Data entries
*** Block opens ***

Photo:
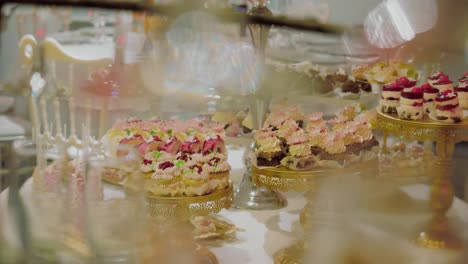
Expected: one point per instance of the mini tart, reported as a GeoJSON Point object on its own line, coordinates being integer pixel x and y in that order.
{"type": "Point", "coordinates": [434, 77]}
{"type": "Point", "coordinates": [447, 107]}
{"type": "Point", "coordinates": [219, 173]}
{"type": "Point", "coordinates": [410, 112]}
{"type": "Point", "coordinates": [389, 105]}
{"type": "Point", "coordinates": [196, 181]}
{"type": "Point", "coordinates": [165, 180]}
{"type": "Point", "coordinates": [462, 96]}
{"type": "Point", "coordinates": [443, 85]}
{"type": "Point", "coordinates": [163, 185]}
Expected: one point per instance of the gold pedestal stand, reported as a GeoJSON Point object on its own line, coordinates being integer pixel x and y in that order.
{"type": "Point", "coordinates": [437, 234]}
{"type": "Point", "coordinates": [283, 179]}
{"type": "Point", "coordinates": [180, 208]}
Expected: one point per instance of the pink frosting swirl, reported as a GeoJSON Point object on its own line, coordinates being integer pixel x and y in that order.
{"type": "Point", "coordinates": [287, 129]}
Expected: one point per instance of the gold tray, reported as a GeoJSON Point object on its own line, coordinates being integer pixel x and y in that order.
{"type": "Point", "coordinates": [284, 179]}
{"type": "Point", "coordinates": [184, 206]}
{"type": "Point", "coordinates": [423, 130]}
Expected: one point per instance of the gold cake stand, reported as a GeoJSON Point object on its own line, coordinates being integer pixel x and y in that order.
{"type": "Point", "coordinates": [284, 179]}
{"type": "Point", "coordinates": [437, 233]}
{"type": "Point", "coordinates": [182, 207]}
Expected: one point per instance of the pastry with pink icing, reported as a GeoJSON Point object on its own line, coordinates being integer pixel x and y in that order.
{"type": "Point", "coordinates": [462, 91]}
{"type": "Point", "coordinates": [165, 181]}
{"type": "Point", "coordinates": [447, 107]}
{"type": "Point", "coordinates": [170, 148]}
{"type": "Point", "coordinates": [196, 181]}
{"type": "Point", "coordinates": [218, 170]}
{"type": "Point", "coordinates": [269, 148]}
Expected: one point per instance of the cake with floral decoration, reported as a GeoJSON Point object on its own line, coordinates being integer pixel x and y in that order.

*** Block closes ***

▸ Task item
For your answer, write out the data exactly and drop every picture.

▸ Written response
Photo:
Expected: one point per instance of the mini tart, reported as a GeoJSON Point object on its own line, coordinates being integer pixel x and y in that order.
{"type": "Point", "coordinates": [434, 77]}
{"type": "Point", "coordinates": [447, 107]}
{"type": "Point", "coordinates": [219, 173]}
{"type": "Point", "coordinates": [410, 112]}
{"type": "Point", "coordinates": [389, 105]}
{"type": "Point", "coordinates": [196, 181]}
{"type": "Point", "coordinates": [165, 180]}
{"type": "Point", "coordinates": [462, 96]}
{"type": "Point", "coordinates": [443, 85]}
{"type": "Point", "coordinates": [163, 185]}
Expected: one point per instance of the gold pedestal stand, reported as a GeoJSON Point object on its own line, coordinates being integer pixel x and y in that order.
{"type": "Point", "coordinates": [437, 234]}
{"type": "Point", "coordinates": [283, 179]}
{"type": "Point", "coordinates": [180, 208]}
Expected: one point per instance of the pink frosting swirl, reported as a GeoJSON Point object on its own line, coordinates being integer pixel x and y in that order.
{"type": "Point", "coordinates": [287, 129]}
Expected: one point per instance of the gold tray, reported as a GeoJSON Point object on its own line, coordinates being integer pixel x and y in that order.
{"type": "Point", "coordinates": [284, 179]}
{"type": "Point", "coordinates": [184, 206]}
{"type": "Point", "coordinates": [423, 130]}
Expected: one point per instance of the gold cake stand, reported as a GeoJSON Point object on its own line, coordinates being integer pixel x and y in that order.
{"type": "Point", "coordinates": [284, 179]}
{"type": "Point", "coordinates": [437, 233]}
{"type": "Point", "coordinates": [182, 207]}
Expected: one point per instance of the pastry with pink icing, reported as a GeoJSON Point object on its own line, coordinates being integer pixel x and y in that order.
{"type": "Point", "coordinates": [462, 91]}
{"type": "Point", "coordinates": [165, 181]}
{"type": "Point", "coordinates": [447, 107]}
{"type": "Point", "coordinates": [170, 148]}
{"type": "Point", "coordinates": [196, 181]}
{"type": "Point", "coordinates": [218, 170]}
{"type": "Point", "coordinates": [269, 148]}
Expected: one point per instance of the cake with floral decoration, reported as a GeoJSON Point object on its own line, coordinates being integer pixel x and y in that order.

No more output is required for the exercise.